→ **Description of the task**
Only one number is wanted here: how many lines of the data hold "photo".

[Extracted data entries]
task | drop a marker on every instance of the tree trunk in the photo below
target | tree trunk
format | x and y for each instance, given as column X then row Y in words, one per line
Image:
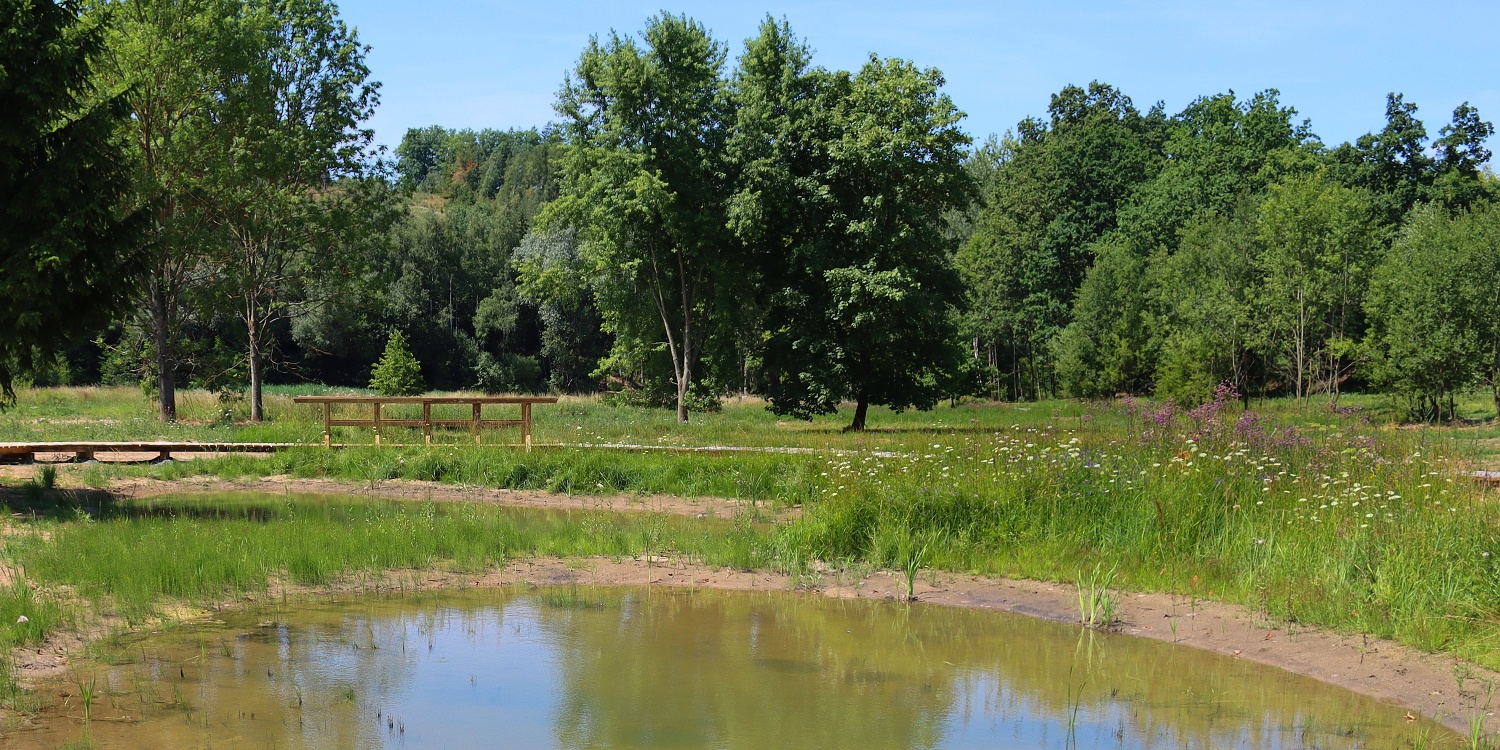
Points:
column 860, row 410
column 1494, row 390
column 257, row 411
column 165, row 363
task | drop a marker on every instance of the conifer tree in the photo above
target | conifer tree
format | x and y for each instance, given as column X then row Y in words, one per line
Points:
column 398, row 372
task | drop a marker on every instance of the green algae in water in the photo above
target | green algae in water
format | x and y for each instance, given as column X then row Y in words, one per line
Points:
column 635, row 668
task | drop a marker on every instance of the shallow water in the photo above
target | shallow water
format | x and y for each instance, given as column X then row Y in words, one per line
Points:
column 633, row 668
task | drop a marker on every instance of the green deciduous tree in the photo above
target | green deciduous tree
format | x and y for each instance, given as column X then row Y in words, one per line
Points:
column 174, row 60
column 68, row 257
column 1434, row 330
column 296, row 195
column 1058, row 189
column 1319, row 245
column 645, row 186
column 860, row 293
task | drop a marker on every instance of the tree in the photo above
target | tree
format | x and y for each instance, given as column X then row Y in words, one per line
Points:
column 1106, row 350
column 68, row 257
column 863, row 297
column 1433, row 303
column 297, row 192
column 1208, row 294
column 644, row 183
column 1056, row 191
column 398, row 371
column 174, row 63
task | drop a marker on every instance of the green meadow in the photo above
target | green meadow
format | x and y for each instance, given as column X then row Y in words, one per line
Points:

→ **Answer to the exercise**
7